TEXT -
┌──
Canceled this year over safety concerns and complaints of cultural insensitivity, Lake County's Civil War Days will return next year, most likely at Lakewood Forest Preserve near Wauconda.

Exactly what it will entail, however, is to be determined.

After a special meeting lasting more than four hours Monday, Lake County Forest Preserves commissioners gave the district staff the go-ahead to plan for the event's return after a one-year hiatus.

Civilian and military re-enactors, which play a vital role in the event in many ways, are expected to be part of a revised version of Civil War Days. Whether that will include a battle re-enactment, a mainstay of the event for 27 years, remains to be seen.

Details of the event will be worked out in coming months by the forest district board's operations committee, with expected input from an array of perspectives.

"We have a number of names we'll be reaching out to," Executive Director Ty Kovach said after the marathon session, which included public comment from more than 30 people - an overwhelming majority in support of resuming the event.

"At this point, our next charge is to bring more community voices into the discussion so we can decide how to move forward," said Nan Buckardt, the forest preserve district's director of education. "We don't know how it will look to a visitor next year."

Forest board President Angelo Kyle, who ignited the debate over Civil War Days when he called for its cancellation in June, said he would abide by the board's decision.

"I will not contest," he said.
└──
SOURCE MATERIAL -
┌──
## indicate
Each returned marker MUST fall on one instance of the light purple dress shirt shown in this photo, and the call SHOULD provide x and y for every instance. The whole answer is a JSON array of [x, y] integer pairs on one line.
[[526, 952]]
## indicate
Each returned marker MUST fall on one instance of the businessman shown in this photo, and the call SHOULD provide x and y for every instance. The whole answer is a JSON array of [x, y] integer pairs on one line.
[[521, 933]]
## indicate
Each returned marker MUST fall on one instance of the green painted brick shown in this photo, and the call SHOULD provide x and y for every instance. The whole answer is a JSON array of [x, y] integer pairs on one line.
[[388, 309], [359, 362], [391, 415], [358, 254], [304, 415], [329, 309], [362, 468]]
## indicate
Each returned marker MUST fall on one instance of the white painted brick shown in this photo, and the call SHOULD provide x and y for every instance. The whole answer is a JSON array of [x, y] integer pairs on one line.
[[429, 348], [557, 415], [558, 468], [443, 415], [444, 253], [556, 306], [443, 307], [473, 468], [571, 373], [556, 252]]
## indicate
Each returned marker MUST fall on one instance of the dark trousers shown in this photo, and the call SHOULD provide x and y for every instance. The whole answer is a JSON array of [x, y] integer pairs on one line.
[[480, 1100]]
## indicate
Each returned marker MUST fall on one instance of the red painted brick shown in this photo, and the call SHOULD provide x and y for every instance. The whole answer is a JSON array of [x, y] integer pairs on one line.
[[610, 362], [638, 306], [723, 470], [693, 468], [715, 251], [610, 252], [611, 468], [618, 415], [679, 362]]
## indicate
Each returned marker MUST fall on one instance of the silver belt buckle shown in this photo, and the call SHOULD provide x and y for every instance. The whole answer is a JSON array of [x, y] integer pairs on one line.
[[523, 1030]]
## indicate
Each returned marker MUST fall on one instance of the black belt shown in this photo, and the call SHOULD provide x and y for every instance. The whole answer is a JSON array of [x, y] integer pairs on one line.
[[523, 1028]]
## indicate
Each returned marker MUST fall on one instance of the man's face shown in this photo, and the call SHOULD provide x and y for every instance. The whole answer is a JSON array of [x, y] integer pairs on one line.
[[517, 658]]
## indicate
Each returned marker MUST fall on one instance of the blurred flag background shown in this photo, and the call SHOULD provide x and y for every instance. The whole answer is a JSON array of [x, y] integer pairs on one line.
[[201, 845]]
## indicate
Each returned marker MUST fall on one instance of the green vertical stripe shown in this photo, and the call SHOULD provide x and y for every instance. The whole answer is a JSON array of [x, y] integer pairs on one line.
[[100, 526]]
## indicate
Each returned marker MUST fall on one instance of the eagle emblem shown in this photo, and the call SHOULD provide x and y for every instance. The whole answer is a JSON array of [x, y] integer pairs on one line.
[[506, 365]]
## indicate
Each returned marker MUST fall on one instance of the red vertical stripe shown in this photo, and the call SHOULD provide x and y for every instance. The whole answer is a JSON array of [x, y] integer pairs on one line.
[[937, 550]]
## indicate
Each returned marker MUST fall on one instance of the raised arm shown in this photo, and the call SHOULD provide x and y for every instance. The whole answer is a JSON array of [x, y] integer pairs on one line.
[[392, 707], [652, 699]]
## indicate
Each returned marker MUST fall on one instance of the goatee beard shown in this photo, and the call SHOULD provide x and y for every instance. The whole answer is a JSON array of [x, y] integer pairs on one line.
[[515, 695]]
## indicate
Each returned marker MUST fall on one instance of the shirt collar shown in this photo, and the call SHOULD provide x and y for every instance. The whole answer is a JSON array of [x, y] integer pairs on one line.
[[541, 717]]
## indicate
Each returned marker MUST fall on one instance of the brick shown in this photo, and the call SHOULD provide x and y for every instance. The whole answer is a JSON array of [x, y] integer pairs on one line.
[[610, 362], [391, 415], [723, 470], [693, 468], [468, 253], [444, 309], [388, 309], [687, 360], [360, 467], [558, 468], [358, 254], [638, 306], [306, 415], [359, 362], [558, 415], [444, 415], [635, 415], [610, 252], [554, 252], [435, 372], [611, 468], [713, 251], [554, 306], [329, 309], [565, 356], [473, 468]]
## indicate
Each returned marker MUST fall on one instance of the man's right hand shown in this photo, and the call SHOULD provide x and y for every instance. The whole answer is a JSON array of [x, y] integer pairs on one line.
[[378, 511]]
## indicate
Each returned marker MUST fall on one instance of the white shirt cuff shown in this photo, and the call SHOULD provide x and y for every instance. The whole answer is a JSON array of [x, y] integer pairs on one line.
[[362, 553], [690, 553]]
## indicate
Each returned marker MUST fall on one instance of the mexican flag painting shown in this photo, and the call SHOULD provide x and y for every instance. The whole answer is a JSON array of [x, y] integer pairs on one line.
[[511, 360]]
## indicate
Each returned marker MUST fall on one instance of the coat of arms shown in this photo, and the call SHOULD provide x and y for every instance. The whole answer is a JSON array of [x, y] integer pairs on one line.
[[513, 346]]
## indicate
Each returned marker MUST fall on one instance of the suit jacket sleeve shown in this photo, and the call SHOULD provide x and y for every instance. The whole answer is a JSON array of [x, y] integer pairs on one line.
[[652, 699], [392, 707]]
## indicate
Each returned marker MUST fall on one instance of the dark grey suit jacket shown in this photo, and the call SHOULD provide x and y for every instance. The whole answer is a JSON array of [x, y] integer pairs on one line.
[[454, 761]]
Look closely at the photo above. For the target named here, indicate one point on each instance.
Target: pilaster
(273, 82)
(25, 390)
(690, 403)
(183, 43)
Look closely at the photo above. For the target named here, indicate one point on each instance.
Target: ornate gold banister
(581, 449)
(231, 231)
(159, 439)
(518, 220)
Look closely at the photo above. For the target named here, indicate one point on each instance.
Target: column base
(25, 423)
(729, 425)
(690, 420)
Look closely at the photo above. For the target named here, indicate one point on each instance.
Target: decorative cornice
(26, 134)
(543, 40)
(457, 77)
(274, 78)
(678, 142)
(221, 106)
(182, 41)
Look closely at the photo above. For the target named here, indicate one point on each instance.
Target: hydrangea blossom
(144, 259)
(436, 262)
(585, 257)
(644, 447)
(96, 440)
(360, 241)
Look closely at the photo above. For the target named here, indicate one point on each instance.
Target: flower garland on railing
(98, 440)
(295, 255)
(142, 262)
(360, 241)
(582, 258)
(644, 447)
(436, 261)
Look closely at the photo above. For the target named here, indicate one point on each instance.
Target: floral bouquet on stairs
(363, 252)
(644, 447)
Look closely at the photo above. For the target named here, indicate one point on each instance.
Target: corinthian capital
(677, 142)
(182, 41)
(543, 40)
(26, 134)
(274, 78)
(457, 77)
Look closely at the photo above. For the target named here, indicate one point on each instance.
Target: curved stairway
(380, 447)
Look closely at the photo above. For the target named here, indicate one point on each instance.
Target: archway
└──
EXERCISE GOAL -
Answer these from the Civil War Days article:
1. For how many years was a battle re-enactment a mainstay of the event?
2. How many people gave public comment during Monday's meeting?
3. Who called for the event's cancellation in June?

YOUR SOLUTION -
1. 27 years
2. More than 30 people
3. Forest board President Angelo Kyle